## AUFGABENSTELLUNG
Suche bitte alle Zeilen unten heraus, in denen das Wort „water“ vorkommt, und gib jede davon vollständig wieder.

## EINGABEDATEN
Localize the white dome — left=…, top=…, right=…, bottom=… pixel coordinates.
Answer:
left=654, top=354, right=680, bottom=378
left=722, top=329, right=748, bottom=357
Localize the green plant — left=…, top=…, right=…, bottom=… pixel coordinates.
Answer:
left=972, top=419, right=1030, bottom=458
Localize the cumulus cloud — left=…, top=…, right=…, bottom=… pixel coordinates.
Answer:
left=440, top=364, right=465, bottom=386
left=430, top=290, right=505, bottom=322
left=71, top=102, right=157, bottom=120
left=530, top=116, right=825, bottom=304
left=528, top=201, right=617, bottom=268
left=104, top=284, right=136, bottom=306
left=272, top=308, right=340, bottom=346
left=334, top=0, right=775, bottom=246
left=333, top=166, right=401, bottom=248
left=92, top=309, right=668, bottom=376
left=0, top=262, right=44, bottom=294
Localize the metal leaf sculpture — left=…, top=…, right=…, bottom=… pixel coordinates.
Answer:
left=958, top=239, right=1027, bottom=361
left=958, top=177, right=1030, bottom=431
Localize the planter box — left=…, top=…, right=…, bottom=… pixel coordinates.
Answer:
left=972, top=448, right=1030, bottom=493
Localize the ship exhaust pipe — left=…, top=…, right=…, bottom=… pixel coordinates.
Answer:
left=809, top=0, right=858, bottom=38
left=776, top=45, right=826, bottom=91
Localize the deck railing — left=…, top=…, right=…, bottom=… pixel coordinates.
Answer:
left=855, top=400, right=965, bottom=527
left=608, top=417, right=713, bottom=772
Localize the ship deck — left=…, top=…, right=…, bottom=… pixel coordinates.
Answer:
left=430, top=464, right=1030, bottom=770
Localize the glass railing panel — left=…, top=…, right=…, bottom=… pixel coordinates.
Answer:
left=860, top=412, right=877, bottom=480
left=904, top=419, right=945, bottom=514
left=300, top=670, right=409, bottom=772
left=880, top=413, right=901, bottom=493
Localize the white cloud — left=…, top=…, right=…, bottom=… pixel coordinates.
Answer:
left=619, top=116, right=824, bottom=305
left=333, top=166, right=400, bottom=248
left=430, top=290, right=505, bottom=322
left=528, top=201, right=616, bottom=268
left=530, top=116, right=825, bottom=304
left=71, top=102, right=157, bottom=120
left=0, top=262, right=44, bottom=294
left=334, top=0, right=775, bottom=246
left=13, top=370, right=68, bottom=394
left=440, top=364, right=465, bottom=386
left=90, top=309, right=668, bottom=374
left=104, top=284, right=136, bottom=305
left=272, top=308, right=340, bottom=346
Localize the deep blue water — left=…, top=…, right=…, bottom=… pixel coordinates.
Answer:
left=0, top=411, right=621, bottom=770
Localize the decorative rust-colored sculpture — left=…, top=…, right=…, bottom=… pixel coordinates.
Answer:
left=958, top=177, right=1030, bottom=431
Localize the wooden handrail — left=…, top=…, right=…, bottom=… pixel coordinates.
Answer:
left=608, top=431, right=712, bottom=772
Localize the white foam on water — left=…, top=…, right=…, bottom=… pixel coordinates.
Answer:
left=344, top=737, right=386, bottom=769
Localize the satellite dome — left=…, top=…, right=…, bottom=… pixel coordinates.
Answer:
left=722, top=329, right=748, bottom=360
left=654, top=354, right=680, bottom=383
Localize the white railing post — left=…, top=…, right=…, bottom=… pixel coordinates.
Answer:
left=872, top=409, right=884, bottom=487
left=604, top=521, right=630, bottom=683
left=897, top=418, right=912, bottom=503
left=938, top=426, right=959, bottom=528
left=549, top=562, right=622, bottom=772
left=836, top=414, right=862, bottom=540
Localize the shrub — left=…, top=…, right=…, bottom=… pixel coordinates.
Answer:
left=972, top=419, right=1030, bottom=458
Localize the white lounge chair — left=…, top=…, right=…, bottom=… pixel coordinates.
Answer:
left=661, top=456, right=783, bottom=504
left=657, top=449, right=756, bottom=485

## LÖSUNG
Localize the deep blue water — left=…, top=…, right=…, bottom=… pixel coordinates.
Localize the white foam on water — left=…, top=…, right=…, bottom=… pixel coordinates.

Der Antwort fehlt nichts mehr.